Dataset records on object locations:
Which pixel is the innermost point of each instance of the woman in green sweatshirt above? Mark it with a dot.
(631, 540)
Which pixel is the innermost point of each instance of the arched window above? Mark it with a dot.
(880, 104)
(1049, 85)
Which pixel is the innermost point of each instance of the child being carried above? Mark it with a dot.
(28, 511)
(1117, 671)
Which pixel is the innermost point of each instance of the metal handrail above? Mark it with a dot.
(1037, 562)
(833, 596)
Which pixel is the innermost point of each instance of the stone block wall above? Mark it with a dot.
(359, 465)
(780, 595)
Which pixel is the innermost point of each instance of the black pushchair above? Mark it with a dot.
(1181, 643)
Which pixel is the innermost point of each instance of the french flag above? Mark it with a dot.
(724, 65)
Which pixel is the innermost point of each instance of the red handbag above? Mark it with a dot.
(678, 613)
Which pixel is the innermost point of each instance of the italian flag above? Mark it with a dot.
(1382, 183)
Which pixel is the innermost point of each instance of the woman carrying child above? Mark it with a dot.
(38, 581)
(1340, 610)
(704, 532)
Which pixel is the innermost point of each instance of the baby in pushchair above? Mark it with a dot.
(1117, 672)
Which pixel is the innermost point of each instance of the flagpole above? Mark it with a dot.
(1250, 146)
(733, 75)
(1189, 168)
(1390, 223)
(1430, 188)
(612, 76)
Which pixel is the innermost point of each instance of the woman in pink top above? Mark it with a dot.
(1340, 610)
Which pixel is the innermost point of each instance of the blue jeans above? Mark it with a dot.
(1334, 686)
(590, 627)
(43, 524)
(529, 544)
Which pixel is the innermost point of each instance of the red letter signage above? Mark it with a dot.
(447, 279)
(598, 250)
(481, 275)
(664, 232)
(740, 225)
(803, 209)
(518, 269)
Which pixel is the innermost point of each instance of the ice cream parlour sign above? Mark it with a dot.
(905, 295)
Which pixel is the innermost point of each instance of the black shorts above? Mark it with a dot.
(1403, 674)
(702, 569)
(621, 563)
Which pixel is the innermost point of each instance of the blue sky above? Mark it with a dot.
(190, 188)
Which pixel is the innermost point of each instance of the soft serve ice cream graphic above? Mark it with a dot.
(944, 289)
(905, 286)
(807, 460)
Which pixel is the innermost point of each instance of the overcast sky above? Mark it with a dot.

Requirements: Write out all of the records above verbatim, keeping every line unchanged and in its original order.

Task answer:
Which pixel is the innermost point of each instance of the woman in green sweatshirt above? Mark it with a dot.
(631, 540)
Which pixel is the innermost point of each instance of the arched window above? Mark it with a dot.
(880, 104)
(1049, 85)
Which pixel is the innermost point of each instance of the child being carried above? Mark it with a dot.
(28, 511)
(1117, 671)
Which pixel is the innermost point of each instance of the metal handrail above? Mark it with a dot.
(1037, 562)
(833, 596)
Which pixel is the innermost point of each instance of the stone block wall above? Mark it with a dot.
(359, 465)
(780, 595)
Which pixel is the innermost point of each instance of the black pushchair above? Mark it with a dot.
(1181, 643)
Which pixel is the innermost point of each instance of the french flag above? Mark it with a dot.
(724, 65)
Which pixel is the innermost point of each instance of the red handbag above? Mark it with a dot.
(678, 613)
Which pixel is the innermost point of each instance of the italian flag above? Mark it with a dot.
(1382, 183)
Which pixel is the innermost point of each instance of the woman carrying child above? Mark it with a dot.
(38, 581)
(1340, 610)
(704, 532)
Which pixel is the innermost point of each instance of the baby in pushchair above? Mark it with a dot.
(1117, 672)
Which pixel is the innermost point of each instance of the flagpole above? Mark it with a dot.
(1250, 146)
(733, 75)
(1189, 168)
(1390, 223)
(1430, 188)
(612, 76)
Which pixel is the innermost point of each instance of the woman in pink top above? Mark it with a dot.
(1340, 610)
Which pixel is the innermost point of each instance of the blue jeans above? Mark it with a dot.
(1334, 686)
(590, 627)
(43, 524)
(529, 544)
Which pixel is the innermost point of each instance of the red letter signage above? Mark it with a dot.
(447, 279)
(598, 250)
(481, 275)
(664, 232)
(740, 225)
(803, 209)
(518, 269)
Which pixel is the innermost point of each instance of the ice cream parlour sign above? Mark it with a dot.
(905, 295)
Which pixel is the innermost point of each instance of the black shorts above? Mark it with a dot.
(1403, 674)
(702, 569)
(621, 563)
Which pixel is the innermost point of each instance of the blue sky above? Mark it with a dot.
(190, 188)
Which pixel is the innermost point of each instance of the soft serve ice cream graphic above? Mark it with a dot.
(944, 289)
(905, 286)
(807, 460)
Which pixel is the innermost point of each instance of the overcast sky above? Mark it with a dot.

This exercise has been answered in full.